AIM OF THE EXERCISE => Please put only the lines of the material below into a numbered list, everything from the line containing "Could you tag the white lace" down to the line containing "point(432, 527)", both included, with blank lines left out.

MATERIAL PROVIDED =>
------------------------------
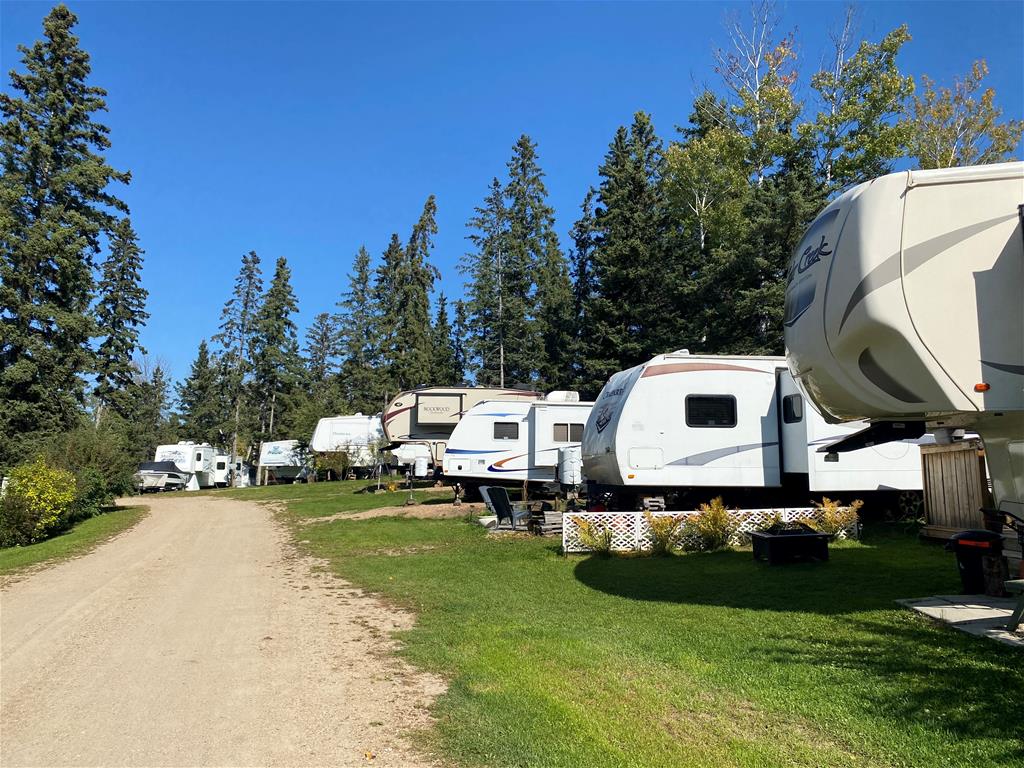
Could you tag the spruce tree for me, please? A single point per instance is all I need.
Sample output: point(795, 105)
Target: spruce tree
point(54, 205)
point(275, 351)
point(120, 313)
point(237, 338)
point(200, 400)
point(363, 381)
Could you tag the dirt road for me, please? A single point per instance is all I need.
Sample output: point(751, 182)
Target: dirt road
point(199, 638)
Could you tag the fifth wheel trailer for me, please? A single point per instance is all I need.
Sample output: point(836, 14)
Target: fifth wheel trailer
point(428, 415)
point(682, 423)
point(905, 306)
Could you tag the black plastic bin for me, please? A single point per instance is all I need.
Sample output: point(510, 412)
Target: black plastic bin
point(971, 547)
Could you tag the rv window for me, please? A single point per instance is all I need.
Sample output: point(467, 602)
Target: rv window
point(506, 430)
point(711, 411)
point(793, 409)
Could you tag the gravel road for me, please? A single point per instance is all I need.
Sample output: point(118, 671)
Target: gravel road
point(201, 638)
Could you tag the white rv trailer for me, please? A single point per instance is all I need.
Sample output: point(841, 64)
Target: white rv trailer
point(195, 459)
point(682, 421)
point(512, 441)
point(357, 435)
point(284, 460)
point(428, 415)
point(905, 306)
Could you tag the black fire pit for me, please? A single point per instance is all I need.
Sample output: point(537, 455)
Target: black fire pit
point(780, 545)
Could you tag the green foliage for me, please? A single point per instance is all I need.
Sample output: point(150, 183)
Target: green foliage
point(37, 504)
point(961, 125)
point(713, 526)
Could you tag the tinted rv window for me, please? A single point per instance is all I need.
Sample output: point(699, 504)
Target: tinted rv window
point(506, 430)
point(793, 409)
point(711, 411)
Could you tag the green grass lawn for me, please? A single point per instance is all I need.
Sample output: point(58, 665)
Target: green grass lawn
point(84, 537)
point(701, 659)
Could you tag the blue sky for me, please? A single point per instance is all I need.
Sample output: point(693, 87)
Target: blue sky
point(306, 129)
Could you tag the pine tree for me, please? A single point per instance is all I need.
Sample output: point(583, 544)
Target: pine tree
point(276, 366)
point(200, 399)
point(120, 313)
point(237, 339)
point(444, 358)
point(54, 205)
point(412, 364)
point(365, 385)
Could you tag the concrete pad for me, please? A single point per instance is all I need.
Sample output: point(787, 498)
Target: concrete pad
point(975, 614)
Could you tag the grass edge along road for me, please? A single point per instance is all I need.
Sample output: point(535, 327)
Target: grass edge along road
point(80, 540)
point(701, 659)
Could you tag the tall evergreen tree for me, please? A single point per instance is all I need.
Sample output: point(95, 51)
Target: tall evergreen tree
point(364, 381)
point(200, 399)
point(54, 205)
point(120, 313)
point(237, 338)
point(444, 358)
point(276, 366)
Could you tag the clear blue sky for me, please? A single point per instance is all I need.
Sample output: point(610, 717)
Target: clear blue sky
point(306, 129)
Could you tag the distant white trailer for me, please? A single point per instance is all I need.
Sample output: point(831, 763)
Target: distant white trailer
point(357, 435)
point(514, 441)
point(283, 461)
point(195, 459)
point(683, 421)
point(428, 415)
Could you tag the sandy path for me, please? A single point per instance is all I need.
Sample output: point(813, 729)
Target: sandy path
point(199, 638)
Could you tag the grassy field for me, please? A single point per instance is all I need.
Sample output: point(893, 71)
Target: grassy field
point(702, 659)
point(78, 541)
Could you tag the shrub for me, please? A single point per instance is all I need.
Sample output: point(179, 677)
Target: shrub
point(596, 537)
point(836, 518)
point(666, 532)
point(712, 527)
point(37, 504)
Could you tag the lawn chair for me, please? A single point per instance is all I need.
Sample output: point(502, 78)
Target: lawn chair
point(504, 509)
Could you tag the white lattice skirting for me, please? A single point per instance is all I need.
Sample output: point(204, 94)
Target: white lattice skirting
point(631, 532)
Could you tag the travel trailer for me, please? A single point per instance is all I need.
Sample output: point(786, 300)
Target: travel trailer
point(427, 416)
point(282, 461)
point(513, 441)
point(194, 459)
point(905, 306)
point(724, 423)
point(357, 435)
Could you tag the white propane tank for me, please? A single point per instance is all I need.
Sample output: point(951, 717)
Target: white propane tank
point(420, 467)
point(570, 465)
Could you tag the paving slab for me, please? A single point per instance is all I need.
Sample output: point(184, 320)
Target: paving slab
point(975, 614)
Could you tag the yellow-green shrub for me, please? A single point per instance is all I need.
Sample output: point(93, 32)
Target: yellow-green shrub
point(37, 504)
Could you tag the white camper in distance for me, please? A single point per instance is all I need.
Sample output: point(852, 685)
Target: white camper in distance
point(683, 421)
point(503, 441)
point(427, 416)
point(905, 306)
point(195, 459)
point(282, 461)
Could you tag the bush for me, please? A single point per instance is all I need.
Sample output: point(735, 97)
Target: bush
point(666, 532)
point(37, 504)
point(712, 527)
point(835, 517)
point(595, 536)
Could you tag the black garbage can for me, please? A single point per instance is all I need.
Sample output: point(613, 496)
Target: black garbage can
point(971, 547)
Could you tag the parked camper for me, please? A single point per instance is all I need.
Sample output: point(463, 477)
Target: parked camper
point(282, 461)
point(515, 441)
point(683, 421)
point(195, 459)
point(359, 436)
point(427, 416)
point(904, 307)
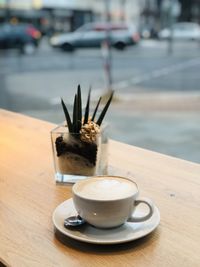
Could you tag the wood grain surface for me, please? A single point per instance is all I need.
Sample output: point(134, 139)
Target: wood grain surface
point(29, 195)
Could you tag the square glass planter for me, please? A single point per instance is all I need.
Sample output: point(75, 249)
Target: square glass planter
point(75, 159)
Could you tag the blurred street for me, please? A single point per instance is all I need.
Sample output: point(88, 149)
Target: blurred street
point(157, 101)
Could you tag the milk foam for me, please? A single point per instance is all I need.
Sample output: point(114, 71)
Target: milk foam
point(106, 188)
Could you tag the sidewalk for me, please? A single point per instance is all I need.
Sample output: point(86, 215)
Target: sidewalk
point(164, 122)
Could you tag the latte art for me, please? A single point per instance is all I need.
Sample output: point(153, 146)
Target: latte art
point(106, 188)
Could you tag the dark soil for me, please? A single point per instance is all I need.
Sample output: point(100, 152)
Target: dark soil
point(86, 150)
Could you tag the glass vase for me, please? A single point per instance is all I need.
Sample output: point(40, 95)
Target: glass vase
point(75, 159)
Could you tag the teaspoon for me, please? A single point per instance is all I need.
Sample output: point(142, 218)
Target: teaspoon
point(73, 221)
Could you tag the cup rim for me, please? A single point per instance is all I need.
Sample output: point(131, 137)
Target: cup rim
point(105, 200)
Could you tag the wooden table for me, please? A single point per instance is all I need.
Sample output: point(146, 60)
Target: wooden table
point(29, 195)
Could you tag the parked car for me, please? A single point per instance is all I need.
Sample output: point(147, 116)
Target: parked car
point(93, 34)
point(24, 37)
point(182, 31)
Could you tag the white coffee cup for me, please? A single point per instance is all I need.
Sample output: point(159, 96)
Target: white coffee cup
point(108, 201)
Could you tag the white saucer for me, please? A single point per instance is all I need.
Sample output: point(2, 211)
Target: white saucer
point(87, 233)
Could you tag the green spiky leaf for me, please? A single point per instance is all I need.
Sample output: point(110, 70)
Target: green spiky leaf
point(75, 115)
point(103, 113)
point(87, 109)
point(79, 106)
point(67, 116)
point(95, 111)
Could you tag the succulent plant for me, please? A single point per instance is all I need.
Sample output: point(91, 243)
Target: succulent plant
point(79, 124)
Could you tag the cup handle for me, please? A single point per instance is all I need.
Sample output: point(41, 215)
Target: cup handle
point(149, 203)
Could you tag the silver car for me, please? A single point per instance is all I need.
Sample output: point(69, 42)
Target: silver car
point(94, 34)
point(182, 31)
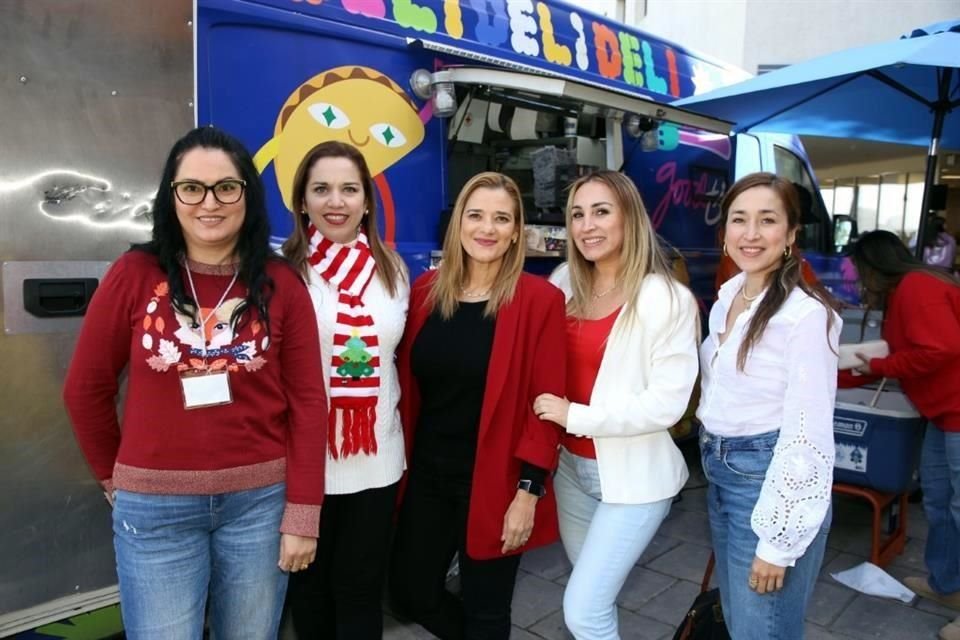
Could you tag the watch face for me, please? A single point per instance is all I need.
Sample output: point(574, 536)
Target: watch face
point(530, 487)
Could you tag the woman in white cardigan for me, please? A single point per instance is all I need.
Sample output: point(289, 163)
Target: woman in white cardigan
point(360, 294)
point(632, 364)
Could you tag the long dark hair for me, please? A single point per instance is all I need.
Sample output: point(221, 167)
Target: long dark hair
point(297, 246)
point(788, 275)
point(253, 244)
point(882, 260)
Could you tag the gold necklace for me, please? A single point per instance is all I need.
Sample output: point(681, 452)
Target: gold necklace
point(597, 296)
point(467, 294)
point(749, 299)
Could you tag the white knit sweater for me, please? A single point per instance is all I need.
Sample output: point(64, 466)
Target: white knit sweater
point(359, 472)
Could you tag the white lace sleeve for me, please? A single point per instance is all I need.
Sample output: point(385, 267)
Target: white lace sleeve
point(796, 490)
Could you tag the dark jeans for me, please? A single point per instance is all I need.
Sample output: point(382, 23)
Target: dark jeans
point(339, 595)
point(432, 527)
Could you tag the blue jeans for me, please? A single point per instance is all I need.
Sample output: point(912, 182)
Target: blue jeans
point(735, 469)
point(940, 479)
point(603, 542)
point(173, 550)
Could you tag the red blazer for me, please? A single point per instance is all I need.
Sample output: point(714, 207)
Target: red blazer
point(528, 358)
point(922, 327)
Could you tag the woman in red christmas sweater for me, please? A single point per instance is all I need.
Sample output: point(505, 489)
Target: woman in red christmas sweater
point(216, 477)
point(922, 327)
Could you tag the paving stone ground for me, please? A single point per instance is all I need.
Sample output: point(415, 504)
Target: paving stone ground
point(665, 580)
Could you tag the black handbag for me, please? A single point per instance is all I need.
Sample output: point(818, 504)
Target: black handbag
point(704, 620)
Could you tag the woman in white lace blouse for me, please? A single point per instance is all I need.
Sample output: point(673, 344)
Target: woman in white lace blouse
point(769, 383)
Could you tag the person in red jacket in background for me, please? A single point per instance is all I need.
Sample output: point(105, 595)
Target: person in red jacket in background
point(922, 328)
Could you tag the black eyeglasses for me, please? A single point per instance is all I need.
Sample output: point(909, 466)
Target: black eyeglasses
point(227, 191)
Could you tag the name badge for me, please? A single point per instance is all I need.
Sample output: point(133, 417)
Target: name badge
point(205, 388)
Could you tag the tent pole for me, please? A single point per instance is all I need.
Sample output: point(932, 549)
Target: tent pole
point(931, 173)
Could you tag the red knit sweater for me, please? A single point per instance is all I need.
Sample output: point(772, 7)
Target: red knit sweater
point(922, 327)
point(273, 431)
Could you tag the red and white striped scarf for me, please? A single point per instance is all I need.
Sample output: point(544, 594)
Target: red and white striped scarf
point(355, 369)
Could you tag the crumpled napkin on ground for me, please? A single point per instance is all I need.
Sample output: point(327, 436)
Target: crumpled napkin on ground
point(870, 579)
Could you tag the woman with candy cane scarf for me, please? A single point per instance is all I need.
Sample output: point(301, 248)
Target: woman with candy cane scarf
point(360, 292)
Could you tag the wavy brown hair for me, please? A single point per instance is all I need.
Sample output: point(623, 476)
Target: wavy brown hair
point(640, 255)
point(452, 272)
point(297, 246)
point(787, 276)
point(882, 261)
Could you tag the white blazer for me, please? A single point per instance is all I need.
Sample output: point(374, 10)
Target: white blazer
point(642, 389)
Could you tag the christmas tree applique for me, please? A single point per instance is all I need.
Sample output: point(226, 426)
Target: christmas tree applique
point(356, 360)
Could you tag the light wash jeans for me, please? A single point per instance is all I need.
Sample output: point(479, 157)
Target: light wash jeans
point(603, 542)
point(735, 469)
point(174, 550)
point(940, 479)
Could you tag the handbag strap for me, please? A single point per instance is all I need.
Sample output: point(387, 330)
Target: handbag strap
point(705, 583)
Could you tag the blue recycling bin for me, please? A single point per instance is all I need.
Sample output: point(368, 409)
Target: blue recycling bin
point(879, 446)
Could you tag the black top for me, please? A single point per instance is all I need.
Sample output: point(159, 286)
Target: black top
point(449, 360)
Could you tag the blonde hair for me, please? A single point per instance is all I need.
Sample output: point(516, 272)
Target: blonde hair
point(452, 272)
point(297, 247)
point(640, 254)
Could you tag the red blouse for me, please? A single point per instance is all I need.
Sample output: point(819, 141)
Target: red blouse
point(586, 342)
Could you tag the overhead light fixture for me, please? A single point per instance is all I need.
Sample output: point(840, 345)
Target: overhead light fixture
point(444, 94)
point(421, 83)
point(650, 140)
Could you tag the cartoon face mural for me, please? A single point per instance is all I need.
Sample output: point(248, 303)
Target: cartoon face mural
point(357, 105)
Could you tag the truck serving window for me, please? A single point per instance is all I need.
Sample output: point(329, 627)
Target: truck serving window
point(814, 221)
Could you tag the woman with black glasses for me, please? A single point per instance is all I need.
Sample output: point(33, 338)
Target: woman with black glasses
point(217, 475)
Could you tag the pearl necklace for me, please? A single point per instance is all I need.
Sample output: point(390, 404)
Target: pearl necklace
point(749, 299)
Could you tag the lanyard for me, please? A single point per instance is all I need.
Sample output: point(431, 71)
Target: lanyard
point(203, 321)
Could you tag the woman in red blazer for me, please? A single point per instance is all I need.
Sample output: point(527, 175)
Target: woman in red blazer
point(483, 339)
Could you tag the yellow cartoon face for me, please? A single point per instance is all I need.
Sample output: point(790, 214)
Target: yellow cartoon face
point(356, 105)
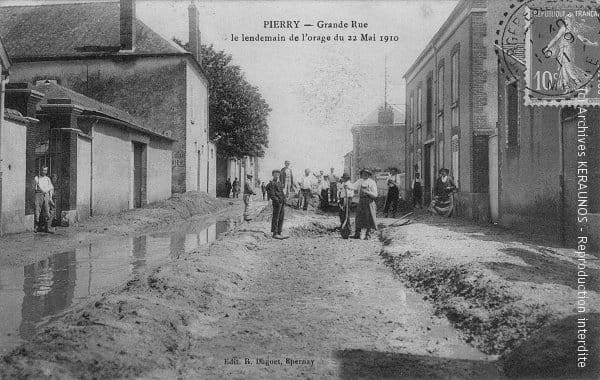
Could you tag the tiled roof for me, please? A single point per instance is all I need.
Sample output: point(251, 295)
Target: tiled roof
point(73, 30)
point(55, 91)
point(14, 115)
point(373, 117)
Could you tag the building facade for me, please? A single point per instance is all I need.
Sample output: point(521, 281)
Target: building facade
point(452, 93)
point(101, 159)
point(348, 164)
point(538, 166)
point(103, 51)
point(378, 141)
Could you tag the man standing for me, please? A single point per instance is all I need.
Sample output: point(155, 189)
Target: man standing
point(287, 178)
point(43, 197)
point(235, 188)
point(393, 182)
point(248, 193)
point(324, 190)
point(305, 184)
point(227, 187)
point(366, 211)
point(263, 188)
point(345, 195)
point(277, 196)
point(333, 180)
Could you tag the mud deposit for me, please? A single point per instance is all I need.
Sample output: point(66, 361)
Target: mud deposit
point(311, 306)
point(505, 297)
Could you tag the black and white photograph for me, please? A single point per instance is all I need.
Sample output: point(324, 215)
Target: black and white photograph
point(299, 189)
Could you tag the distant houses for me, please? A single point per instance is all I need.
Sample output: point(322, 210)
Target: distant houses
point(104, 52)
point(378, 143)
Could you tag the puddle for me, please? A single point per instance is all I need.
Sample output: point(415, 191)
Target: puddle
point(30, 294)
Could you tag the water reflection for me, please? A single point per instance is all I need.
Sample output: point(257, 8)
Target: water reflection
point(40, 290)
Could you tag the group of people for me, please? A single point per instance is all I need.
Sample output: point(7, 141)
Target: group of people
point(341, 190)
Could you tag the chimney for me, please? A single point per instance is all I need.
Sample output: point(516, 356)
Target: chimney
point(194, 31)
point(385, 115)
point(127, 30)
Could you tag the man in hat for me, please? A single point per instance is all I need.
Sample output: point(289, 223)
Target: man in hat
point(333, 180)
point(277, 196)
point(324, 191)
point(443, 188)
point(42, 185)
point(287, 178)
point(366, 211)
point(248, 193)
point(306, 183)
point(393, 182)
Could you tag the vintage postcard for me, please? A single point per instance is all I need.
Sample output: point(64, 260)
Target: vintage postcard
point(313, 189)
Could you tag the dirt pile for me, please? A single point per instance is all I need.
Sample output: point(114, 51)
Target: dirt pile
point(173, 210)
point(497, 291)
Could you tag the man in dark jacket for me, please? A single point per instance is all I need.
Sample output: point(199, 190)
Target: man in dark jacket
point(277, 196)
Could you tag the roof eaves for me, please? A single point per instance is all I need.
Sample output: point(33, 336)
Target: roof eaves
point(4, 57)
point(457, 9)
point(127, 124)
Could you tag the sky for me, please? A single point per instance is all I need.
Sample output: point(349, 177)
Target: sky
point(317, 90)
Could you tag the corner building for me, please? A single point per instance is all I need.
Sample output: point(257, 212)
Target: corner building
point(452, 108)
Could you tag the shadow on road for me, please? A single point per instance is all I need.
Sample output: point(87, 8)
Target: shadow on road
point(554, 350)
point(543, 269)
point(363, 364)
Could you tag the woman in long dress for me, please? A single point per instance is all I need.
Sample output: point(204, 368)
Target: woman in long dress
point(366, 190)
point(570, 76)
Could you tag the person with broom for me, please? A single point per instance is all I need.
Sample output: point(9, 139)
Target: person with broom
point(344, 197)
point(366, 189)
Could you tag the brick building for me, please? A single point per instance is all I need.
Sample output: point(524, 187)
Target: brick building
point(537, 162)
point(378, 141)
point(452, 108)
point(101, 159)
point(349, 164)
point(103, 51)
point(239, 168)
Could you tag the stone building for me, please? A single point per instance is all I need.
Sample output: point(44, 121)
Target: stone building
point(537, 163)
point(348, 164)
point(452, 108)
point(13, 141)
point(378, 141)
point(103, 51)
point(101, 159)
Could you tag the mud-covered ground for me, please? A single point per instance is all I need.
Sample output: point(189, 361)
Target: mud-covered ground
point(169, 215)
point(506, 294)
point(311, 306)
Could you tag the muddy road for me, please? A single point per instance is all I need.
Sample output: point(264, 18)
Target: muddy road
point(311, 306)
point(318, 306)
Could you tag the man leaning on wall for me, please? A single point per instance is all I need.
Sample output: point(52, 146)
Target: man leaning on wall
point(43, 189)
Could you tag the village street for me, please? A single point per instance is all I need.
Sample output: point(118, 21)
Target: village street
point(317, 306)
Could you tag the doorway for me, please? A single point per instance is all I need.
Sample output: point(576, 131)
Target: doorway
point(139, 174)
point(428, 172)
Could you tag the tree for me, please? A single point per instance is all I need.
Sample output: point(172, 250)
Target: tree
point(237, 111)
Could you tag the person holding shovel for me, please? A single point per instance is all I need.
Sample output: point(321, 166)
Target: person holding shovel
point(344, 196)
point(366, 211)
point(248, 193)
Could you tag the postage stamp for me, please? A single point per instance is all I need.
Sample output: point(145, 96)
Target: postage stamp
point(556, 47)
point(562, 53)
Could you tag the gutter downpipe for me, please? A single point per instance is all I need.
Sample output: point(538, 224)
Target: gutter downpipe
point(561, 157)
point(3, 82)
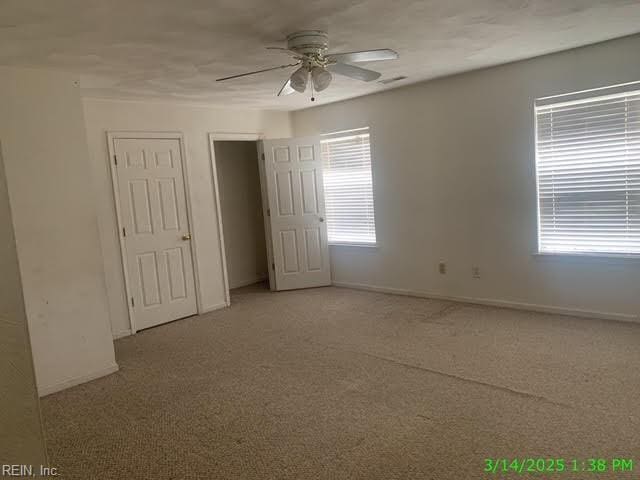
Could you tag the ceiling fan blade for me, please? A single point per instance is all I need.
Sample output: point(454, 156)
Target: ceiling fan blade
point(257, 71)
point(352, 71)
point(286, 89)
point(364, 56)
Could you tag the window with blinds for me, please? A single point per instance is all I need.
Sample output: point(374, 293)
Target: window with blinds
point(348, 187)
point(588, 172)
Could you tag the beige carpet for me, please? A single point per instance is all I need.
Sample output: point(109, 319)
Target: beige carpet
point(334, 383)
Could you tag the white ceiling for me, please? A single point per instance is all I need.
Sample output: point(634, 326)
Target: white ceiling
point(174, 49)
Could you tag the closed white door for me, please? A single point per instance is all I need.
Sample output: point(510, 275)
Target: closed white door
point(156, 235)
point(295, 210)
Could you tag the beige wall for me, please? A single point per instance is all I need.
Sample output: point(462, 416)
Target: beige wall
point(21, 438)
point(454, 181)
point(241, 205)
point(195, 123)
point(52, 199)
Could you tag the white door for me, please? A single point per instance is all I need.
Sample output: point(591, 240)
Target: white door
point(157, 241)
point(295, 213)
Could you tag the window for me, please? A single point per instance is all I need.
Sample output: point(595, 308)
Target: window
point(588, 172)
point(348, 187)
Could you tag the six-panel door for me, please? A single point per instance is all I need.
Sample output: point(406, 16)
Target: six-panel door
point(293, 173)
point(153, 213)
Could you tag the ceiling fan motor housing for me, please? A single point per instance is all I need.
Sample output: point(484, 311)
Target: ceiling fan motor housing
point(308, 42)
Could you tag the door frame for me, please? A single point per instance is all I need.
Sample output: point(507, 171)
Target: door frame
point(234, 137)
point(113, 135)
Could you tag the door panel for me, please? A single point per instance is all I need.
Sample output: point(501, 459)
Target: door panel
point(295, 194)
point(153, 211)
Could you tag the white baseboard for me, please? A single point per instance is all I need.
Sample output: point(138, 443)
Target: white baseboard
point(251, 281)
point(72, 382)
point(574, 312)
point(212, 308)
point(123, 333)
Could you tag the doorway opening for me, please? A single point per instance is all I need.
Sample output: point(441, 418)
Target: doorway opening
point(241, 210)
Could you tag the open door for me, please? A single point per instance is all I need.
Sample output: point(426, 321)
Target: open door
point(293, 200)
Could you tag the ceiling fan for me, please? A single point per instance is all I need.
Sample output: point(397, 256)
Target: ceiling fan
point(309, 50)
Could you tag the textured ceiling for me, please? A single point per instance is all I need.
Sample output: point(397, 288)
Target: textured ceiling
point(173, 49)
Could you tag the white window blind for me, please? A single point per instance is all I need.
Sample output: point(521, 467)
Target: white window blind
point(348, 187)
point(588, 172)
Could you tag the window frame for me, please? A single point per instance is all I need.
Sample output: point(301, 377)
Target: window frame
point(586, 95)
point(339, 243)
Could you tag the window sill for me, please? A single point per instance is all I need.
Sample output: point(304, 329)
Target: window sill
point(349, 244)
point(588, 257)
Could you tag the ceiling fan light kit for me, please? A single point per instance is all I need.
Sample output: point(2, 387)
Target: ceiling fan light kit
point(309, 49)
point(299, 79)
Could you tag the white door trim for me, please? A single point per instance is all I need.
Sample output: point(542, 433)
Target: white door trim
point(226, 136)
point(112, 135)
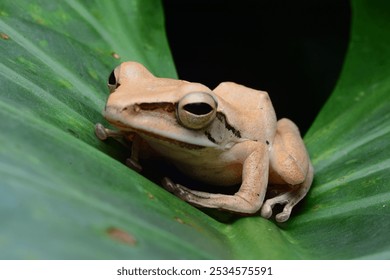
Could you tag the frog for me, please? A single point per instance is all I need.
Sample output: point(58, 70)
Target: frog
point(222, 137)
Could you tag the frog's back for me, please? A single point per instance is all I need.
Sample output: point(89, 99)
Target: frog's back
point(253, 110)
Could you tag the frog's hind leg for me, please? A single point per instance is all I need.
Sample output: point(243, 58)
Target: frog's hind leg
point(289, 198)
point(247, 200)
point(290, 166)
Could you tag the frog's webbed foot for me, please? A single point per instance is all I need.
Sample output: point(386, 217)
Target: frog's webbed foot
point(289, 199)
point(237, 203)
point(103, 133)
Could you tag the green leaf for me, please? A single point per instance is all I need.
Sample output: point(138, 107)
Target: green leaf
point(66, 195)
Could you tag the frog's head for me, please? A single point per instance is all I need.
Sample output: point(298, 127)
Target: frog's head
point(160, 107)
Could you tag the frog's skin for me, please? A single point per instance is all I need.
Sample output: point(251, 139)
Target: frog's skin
------------------------------
THE RESULT =>
1. Could you tag the white lace sleeve for me, please? A single point per instance is all I need.
2. Sample output: point(385, 267)
3. Target: white lace sleeve
4. point(796, 490)
5. Could you tag the dark jeans for me, please? A single point per instance is all I need.
6. Sample output: point(382, 23)
7. Target: dark jeans
8. point(339, 595)
9. point(432, 527)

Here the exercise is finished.